The rule that supersedes all rules:
If it bends to the concept and you know what you are doing all following rules can be broken.

Which is the basic rule of pretty much all art that I know of. And these are in no particular order, despite being numbered. I'm using numbers 'cause of Neilsen's principles of website design... ^^;;

1. Do not split the canvas in half.
Why?: Because the eye doesn't know where to go. In the cases where a split in half works is where the character has two choices that are equal. So the rivals are on either side of the character.

2. The rule of thirds/Golden Mean

A more detailed explanation is here: http://en.wikipedia.org/wiki/Rule_of_thirds (I don't want it to run too long.) http://en.wikipedia.org/wiki/Golden_ratio

Smack in the middle of the canvas isn't interesting. You can lead the eye with negative space, shape and color. (If you do the tl;dr version)

3. Size matters.

A large object on a blank page will attract more attention than a small object (unless there is color theory, but I'm looking at composition more) A small dark object in a large space will also attract attention.

+++

GOAL 1: In the composition rules, why are the rules numbered?
GOAL 2: Reproduce the part of the composition rules starting at "A more detailed" and ending at "the tl;dr version)".

MATERIAL PROVIDED:
+++

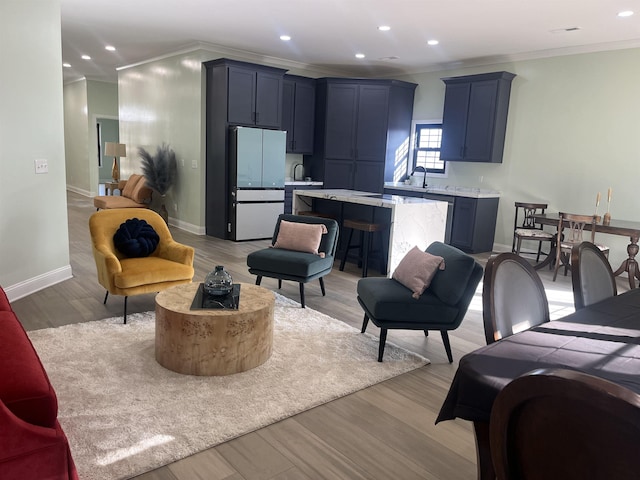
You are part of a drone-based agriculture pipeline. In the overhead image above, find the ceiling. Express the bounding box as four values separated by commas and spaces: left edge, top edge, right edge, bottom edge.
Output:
61, 0, 640, 83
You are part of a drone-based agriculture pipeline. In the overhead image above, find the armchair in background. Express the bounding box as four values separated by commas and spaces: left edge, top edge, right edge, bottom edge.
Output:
89, 208, 194, 323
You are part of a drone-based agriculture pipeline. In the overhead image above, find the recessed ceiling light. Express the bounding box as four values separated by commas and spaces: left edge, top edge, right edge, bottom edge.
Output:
551, 27, 580, 33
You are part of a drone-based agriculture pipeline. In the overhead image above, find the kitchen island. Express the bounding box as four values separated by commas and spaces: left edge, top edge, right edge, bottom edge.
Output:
293, 189, 447, 276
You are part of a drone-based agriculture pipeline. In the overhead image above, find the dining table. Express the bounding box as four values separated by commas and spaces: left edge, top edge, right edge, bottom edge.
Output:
436, 289, 640, 480
532, 213, 640, 289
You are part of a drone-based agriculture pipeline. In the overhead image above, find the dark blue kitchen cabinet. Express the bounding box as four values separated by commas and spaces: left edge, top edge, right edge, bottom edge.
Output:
305, 78, 416, 193
203, 58, 286, 239
440, 72, 515, 163
282, 75, 316, 154
451, 197, 499, 253
224, 59, 285, 129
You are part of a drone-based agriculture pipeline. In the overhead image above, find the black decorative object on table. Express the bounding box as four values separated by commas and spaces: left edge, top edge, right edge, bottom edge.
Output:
204, 265, 233, 297
191, 283, 240, 310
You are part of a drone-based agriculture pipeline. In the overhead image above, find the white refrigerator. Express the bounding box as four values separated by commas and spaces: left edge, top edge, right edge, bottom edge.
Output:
228, 127, 286, 241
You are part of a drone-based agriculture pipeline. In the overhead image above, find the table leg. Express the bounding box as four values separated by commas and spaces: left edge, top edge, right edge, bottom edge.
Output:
613, 235, 640, 289
473, 422, 496, 480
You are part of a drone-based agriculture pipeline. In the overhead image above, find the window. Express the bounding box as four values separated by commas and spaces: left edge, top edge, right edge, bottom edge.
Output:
413, 123, 446, 174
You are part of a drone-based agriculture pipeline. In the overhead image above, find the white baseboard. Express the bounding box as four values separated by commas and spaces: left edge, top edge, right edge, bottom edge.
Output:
67, 185, 98, 197
4, 265, 73, 302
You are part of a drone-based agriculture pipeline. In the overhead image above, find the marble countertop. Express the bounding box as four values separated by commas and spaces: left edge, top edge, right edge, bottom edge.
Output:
293, 189, 448, 208
284, 180, 323, 186
384, 182, 500, 198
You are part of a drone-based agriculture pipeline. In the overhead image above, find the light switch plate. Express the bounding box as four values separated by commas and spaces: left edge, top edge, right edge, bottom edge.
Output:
33, 158, 49, 173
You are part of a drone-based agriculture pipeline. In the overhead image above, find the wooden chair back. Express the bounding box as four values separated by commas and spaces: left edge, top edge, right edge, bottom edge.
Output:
489, 369, 640, 480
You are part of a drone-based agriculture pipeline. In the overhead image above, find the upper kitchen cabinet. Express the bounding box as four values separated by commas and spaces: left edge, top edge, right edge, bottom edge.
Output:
205, 58, 286, 129
308, 78, 416, 192
440, 72, 515, 163
282, 75, 316, 154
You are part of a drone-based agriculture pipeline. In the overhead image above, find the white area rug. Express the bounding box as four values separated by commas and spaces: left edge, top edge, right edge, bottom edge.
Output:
29, 294, 429, 480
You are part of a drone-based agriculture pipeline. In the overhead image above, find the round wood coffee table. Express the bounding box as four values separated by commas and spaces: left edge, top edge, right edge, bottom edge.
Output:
156, 283, 275, 375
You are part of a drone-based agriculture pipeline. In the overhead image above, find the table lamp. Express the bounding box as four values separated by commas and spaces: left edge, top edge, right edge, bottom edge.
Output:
104, 142, 127, 182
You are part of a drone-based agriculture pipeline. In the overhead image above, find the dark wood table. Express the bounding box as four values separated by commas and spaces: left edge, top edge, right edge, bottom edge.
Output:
436, 289, 640, 480
532, 213, 640, 288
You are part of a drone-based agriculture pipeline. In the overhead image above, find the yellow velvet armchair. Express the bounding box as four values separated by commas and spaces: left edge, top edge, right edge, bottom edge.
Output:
89, 208, 194, 323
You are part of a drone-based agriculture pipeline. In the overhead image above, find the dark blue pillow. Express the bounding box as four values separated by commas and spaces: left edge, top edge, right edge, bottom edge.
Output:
113, 218, 160, 258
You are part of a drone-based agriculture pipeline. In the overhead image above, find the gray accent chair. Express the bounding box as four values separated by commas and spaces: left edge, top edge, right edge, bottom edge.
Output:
571, 242, 618, 310
247, 214, 338, 308
482, 253, 549, 345
358, 242, 482, 363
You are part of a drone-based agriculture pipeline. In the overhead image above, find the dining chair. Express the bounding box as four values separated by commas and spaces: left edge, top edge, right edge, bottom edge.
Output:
511, 202, 555, 262
482, 253, 549, 345
553, 212, 609, 282
489, 368, 640, 480
571, 242, 618, 310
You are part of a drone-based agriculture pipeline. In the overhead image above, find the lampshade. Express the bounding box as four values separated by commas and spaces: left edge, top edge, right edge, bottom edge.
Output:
104, 142, 127, 157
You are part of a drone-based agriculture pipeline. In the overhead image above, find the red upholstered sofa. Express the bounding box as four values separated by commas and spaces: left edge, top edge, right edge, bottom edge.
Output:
0, 287, 78, 480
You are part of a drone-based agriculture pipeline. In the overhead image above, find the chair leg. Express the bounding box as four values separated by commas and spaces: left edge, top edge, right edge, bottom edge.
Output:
378, 328, 387, 362
360, 313, 369, 333
340, 229, 353, 272
440, 330, 453, 363
362, 232, 371, 278
300, 282, 304, 308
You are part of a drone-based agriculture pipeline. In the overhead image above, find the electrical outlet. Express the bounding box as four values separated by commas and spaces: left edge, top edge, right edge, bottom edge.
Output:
33, 158, 49, 173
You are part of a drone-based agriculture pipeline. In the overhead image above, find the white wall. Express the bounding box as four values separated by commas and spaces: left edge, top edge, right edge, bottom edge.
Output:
0, 0, 71, 300
401, 49, 640, 267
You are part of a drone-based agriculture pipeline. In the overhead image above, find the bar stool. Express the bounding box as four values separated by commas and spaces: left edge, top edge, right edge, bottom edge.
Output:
340, 219, 387, 277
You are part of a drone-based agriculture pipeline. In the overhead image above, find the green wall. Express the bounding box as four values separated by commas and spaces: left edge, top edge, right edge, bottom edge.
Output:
0, 0, 71, 300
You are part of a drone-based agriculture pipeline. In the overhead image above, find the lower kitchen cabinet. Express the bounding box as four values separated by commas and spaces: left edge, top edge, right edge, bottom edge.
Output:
451, 197, 499, 253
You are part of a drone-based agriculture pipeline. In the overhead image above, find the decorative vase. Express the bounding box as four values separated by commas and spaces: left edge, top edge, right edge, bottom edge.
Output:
204, 265, 233, 297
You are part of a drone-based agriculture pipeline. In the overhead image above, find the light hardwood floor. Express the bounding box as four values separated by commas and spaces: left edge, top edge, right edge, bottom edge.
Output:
12, 193, 625, 480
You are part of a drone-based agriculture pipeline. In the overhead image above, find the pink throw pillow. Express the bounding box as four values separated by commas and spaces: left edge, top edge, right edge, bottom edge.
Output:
273, 220, 327, 258
392, 247, 444, 300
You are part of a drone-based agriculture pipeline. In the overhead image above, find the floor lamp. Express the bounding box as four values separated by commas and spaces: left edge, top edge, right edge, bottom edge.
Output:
104, 142, 127, 182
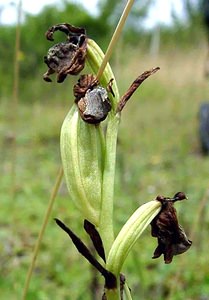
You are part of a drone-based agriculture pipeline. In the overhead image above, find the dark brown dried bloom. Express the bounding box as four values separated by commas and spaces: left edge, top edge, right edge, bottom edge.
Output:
151, 192, 192, 264
43, 23, 87, 82
73, 74, 112, 124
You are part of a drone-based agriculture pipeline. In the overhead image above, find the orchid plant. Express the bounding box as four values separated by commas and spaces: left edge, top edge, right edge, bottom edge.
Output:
40, 19, 191, 300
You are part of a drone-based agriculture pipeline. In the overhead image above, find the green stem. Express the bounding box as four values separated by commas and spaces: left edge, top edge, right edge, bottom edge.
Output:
99, 114, 120, 257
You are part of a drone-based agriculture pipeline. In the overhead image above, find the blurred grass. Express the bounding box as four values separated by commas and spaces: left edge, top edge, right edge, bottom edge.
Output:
0, 45, 209, 300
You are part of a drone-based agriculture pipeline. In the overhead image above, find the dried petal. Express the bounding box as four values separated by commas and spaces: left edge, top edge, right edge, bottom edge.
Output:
43, 23, 87, 82
151, 192, 192, 264
73, 74, 112, 124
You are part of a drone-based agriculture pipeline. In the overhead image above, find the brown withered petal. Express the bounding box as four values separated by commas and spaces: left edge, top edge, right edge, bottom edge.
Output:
43, 23, 87, 82
151, 192, 192, 264
73, 74, 112, 124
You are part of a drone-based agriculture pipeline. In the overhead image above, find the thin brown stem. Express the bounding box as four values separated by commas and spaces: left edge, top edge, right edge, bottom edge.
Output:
97, 0, 134, 80
117, 67, 160, 112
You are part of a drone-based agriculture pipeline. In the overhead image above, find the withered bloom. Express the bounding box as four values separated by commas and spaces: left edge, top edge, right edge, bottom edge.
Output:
43, 23, 87, 82
73, 74, 113, 124
151, 192, 192, 264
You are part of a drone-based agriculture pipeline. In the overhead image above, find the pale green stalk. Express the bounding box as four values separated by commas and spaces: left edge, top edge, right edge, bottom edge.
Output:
106, 200, 161, 276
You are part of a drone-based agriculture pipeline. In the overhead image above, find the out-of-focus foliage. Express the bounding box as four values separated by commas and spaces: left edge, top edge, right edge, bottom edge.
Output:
0, 0, 204, 99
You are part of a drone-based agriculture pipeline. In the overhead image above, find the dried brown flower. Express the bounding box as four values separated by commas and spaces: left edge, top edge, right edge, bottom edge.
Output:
73, 74, 112, 124
151, 192, 192, 264
43, 23, 87, 82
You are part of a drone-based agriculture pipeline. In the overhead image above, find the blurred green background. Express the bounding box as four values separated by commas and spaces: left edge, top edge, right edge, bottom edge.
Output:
0, 0, 209, 300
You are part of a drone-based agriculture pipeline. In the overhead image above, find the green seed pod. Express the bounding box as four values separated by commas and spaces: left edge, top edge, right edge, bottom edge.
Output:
60, 40, 119, 226
60, 105, 104, 226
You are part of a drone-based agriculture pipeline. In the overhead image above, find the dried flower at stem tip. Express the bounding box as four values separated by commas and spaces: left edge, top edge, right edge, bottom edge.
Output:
43, 23, 87, 83
117, 67, 160, 112
151, 192, 192, 264
73, 74, 112, 124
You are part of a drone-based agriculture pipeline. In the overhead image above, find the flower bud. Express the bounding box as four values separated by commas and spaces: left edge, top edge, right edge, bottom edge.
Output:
60, 104, 104, 226
106, 200, 162, 276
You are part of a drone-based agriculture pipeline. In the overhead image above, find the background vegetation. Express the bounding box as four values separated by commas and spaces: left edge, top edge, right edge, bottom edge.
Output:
0, 1, 209, 300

+++

WRITTEN SOLUTION 1: The rules are numbered because of Neilsen's principles of website design.

WRITTEN SOLUTION 2:
A more detailed explanation is here: http://en.wikipedia.org/wiki/Rule_of_thirds (I don't want it to run too long.) http://en.wikipedia.org/wiki/Golden_ratio

Smack in the middle of the canvas isn't interesting. You can lead the eye with negative space, shape and color. (If you do the tl;dr version)